## Your objective:
Write out every line below that contains "kappa".

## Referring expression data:
=-=-=
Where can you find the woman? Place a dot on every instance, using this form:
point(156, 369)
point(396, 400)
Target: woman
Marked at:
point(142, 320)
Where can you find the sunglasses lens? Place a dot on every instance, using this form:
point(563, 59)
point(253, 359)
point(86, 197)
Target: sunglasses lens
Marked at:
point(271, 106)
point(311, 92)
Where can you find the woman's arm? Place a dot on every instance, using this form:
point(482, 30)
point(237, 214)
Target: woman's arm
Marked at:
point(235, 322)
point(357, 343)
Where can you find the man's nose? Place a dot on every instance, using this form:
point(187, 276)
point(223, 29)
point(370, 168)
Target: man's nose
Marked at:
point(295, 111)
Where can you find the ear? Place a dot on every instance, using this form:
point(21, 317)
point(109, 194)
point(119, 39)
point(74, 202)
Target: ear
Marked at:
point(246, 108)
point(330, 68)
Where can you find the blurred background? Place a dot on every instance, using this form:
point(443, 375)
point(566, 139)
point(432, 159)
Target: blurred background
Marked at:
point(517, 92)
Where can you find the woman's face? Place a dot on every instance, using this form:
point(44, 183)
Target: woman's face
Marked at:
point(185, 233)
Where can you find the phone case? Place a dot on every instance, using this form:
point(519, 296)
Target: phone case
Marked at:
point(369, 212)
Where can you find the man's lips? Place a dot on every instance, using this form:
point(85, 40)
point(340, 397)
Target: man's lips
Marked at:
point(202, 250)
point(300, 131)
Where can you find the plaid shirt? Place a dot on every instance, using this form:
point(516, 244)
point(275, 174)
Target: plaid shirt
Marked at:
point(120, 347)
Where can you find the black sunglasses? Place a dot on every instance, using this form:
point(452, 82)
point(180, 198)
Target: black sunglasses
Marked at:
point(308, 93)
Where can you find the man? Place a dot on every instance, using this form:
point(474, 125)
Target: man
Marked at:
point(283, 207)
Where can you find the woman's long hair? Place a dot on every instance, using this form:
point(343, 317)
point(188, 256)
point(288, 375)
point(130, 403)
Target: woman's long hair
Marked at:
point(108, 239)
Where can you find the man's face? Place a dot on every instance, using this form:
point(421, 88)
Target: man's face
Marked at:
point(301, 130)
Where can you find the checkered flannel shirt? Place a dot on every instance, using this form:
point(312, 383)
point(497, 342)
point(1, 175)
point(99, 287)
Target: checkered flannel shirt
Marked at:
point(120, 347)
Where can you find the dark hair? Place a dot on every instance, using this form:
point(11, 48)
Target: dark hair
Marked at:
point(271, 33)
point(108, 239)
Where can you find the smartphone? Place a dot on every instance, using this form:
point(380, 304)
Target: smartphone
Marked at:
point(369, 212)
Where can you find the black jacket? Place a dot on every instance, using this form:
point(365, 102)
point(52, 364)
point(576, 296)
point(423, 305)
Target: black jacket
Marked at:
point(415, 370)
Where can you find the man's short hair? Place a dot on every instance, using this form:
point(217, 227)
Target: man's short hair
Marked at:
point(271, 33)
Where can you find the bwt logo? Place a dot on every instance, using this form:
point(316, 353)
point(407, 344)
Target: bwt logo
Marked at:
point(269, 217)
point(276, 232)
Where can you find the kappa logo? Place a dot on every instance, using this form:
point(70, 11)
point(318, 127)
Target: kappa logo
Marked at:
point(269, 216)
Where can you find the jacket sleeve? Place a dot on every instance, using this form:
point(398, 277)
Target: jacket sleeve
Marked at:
=-=-=
## Answer to this exercise:
Where can you find the kappa logo? Place a dot on every instance, using this form:
Target: kappa logo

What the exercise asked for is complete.